-- Dataset records follows --
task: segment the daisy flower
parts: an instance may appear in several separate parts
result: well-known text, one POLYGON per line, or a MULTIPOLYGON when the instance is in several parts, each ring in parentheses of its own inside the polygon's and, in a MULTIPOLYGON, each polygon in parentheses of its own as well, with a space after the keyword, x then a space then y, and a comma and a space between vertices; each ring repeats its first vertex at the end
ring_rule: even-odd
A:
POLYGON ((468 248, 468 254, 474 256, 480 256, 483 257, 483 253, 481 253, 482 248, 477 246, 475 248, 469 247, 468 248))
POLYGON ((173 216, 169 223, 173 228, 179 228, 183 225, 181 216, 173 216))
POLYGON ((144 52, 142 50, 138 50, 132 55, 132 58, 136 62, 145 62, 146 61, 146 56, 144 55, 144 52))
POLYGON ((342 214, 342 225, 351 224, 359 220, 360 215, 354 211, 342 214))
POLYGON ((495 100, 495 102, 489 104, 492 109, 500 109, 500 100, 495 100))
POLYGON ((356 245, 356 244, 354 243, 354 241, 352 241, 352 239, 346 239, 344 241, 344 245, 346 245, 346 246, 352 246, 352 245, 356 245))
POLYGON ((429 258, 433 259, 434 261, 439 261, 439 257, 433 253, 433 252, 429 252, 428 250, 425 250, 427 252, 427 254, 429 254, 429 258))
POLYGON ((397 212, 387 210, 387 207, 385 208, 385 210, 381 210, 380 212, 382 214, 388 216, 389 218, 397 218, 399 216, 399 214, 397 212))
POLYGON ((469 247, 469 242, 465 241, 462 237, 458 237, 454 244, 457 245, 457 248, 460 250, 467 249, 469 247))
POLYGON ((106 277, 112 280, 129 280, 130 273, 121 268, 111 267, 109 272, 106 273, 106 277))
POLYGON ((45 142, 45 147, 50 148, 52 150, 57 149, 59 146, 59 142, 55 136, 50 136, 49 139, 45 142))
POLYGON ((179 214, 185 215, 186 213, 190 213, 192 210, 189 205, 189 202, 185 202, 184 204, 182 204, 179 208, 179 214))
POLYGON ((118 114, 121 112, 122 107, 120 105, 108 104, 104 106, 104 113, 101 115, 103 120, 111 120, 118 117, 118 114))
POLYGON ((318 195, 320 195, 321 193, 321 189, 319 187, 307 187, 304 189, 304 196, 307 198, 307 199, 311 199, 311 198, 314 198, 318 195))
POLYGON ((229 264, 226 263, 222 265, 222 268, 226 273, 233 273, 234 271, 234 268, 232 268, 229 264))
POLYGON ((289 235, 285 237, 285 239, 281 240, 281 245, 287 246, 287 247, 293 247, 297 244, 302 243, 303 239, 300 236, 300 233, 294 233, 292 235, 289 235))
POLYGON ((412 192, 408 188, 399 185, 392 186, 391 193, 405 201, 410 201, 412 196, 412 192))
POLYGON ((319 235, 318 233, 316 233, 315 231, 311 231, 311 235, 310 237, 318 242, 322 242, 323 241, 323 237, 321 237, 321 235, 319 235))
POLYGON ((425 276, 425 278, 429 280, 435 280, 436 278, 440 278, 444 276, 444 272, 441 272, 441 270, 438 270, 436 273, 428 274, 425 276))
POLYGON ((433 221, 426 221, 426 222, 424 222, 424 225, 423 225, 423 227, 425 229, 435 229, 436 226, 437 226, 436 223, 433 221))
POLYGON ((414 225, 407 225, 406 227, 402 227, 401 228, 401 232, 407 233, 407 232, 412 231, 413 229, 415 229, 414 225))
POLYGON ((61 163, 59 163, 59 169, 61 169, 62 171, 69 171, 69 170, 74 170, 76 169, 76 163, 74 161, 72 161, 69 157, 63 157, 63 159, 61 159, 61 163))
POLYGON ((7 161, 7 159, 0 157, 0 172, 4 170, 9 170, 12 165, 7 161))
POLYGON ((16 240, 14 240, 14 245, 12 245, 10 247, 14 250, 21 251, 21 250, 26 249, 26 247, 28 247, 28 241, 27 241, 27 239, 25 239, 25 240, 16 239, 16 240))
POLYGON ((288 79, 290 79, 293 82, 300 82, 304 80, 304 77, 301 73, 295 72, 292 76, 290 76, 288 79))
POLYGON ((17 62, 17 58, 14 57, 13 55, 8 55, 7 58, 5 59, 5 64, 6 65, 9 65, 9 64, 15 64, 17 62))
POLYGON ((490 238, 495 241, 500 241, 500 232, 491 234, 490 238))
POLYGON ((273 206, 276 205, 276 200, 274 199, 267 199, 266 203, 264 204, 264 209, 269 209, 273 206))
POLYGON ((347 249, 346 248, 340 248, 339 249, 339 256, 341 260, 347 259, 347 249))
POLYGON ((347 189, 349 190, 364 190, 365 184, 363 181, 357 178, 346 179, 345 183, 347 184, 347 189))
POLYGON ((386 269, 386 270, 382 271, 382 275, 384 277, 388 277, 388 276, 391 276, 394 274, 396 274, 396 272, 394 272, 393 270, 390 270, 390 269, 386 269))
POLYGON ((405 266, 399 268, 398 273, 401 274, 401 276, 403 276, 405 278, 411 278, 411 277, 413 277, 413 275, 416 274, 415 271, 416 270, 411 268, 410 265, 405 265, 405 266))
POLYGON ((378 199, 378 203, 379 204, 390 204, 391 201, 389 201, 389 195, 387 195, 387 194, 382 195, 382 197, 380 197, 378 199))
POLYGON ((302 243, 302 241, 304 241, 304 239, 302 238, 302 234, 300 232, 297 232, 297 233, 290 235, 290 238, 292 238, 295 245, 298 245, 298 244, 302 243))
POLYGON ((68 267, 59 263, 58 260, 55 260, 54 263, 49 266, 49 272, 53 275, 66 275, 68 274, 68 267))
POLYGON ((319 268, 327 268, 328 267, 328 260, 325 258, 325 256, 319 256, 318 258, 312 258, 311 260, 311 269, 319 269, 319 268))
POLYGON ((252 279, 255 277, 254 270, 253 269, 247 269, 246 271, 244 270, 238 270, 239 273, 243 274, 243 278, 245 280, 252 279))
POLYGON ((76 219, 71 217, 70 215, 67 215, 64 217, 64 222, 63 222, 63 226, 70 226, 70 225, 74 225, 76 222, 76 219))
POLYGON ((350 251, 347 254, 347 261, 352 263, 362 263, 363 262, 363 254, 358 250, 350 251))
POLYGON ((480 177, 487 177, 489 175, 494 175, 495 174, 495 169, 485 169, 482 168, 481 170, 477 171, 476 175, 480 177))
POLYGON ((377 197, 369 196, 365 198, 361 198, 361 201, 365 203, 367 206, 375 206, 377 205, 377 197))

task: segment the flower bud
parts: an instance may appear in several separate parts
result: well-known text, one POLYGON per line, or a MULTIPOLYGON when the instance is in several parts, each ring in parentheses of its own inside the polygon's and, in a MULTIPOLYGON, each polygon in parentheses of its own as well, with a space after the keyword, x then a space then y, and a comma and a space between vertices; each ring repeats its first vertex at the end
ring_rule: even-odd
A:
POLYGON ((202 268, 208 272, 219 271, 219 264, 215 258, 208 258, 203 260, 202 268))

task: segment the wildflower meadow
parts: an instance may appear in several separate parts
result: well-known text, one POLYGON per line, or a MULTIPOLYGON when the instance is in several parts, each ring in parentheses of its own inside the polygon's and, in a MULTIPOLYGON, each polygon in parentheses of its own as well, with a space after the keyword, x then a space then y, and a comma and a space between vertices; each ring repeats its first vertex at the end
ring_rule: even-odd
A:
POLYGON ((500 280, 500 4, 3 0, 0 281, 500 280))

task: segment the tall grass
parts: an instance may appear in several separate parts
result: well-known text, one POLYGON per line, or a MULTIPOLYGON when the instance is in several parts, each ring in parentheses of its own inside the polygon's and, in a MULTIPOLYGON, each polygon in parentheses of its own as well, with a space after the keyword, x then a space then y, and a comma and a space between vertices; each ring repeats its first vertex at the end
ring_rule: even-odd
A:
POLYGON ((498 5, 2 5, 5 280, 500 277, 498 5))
-- Dataset records concluded --
## Work to complete
Find every line of the data that holds the string "task", then say how many there are and nothing else.

## Result of the exercise
4